-- begin Record excerpts --
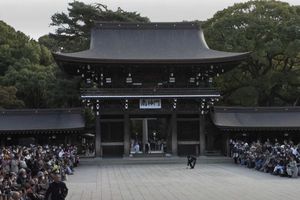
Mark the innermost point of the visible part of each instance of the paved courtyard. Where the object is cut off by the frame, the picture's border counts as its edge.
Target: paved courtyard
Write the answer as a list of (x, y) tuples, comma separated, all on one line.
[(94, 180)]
-- end Record excerpts --
-- begin Record excerpts --
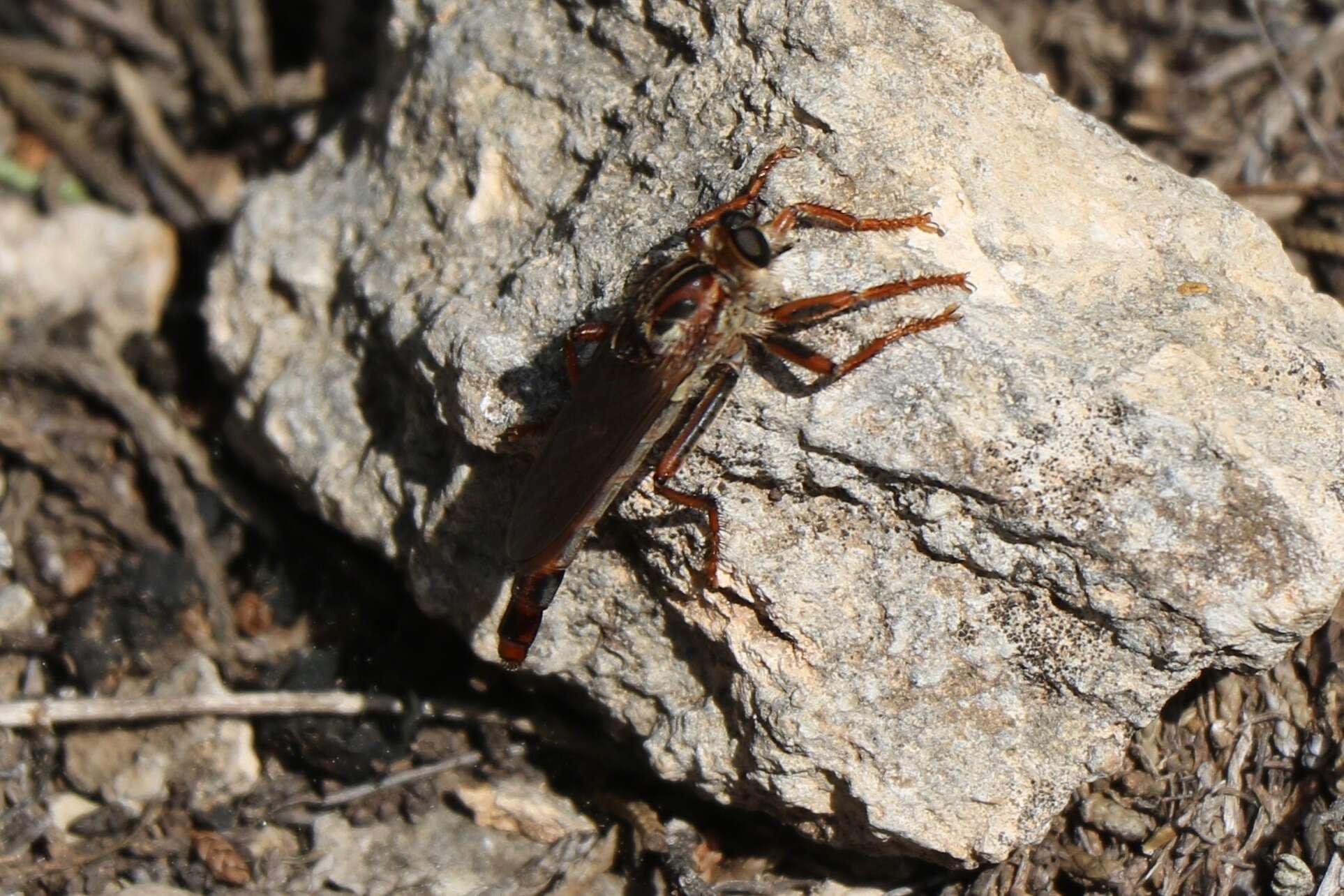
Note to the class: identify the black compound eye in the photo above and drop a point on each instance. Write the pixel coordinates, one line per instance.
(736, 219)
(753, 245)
-- end Record excerpts --
-- begin Record excerpts --
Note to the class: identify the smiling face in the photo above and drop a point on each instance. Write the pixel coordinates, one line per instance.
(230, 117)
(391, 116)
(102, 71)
-- end Record excerpts --
Retype the data, starting at the line that contains "Mark the innermost" and ending at the line that contains "[(94, 180)]", with both of those lines included.

> Response to this task
Mark the innermost point of the visible part of each instance of the paved courtyard. Where the object is cut off by the frame, the picture's border counts as its edge.
Target: paved courtyard
Write the answer as a list of (x, y) tuples, comma separated, all on one line.
[(94, 180)]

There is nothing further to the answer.